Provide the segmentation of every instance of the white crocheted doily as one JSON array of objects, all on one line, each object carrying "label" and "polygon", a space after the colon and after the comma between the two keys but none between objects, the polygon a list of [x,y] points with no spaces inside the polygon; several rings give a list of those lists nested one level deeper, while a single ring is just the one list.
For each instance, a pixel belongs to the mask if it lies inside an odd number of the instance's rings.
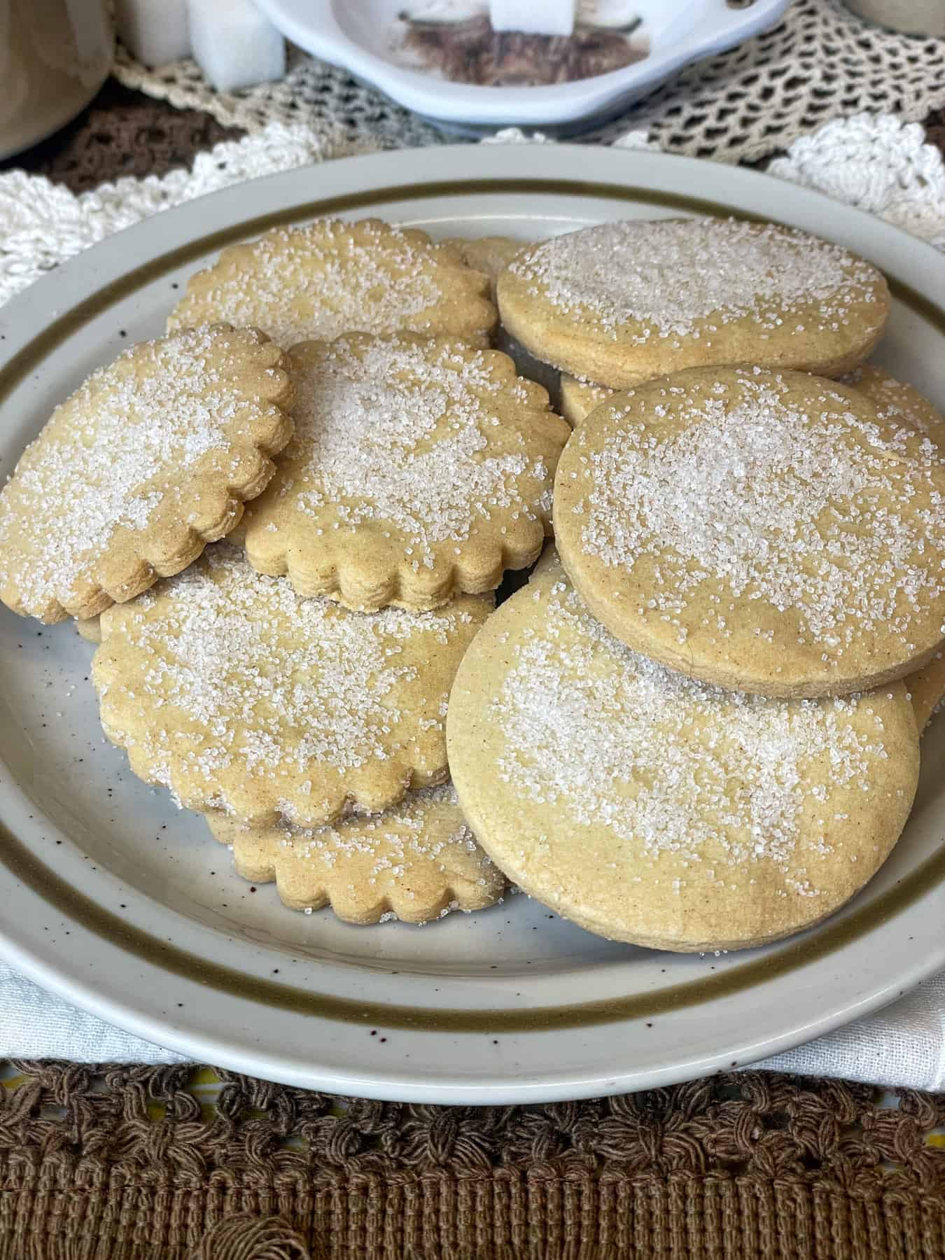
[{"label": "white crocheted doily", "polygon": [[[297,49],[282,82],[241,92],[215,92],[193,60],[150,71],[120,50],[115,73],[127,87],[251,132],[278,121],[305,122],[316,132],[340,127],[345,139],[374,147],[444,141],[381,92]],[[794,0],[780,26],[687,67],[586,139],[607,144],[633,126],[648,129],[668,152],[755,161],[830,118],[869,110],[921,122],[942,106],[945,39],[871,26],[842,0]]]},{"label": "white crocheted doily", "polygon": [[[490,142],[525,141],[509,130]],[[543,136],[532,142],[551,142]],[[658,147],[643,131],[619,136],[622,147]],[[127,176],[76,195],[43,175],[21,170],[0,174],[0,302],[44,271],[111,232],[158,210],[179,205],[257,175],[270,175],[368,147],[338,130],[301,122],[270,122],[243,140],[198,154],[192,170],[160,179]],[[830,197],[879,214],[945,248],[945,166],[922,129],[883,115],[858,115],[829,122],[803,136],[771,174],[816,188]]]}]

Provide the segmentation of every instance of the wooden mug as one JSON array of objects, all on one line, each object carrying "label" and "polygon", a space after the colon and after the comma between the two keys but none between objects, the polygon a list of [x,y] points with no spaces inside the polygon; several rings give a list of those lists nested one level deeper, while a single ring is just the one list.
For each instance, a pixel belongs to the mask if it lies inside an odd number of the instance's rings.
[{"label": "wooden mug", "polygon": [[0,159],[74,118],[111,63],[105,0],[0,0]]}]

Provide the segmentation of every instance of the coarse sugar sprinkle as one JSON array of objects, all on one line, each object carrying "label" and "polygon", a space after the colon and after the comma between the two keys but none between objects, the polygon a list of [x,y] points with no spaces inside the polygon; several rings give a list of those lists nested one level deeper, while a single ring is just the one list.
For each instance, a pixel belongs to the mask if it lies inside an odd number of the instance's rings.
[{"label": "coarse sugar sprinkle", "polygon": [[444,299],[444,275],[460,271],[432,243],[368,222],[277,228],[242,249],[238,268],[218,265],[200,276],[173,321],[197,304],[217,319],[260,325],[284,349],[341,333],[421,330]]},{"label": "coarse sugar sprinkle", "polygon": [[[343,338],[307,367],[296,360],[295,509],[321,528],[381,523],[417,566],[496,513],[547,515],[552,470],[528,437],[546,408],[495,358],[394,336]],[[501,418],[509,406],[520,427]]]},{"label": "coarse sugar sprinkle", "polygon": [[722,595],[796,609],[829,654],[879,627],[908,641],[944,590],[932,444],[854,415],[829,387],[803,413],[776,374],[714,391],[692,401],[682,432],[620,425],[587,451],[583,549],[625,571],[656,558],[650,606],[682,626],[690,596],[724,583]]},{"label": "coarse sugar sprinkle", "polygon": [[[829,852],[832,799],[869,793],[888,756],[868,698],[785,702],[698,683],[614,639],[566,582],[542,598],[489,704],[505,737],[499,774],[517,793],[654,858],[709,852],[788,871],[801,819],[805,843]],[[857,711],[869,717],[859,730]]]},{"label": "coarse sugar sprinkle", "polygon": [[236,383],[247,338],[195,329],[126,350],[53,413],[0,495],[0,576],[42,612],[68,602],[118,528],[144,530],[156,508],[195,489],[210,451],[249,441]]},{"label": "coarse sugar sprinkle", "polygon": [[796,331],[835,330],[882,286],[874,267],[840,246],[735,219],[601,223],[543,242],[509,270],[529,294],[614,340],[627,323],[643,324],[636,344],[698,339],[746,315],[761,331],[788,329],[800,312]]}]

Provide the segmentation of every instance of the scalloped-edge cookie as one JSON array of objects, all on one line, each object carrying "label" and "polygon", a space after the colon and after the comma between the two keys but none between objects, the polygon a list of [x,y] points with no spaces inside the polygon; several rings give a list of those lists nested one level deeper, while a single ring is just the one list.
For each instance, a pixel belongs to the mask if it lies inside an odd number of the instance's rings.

━━━━━━

**WHAT TO WORK ON**
How many lines of the material above contain the string "wooden"? Reply with only the number.

**COMPLETE OUTPUT**
2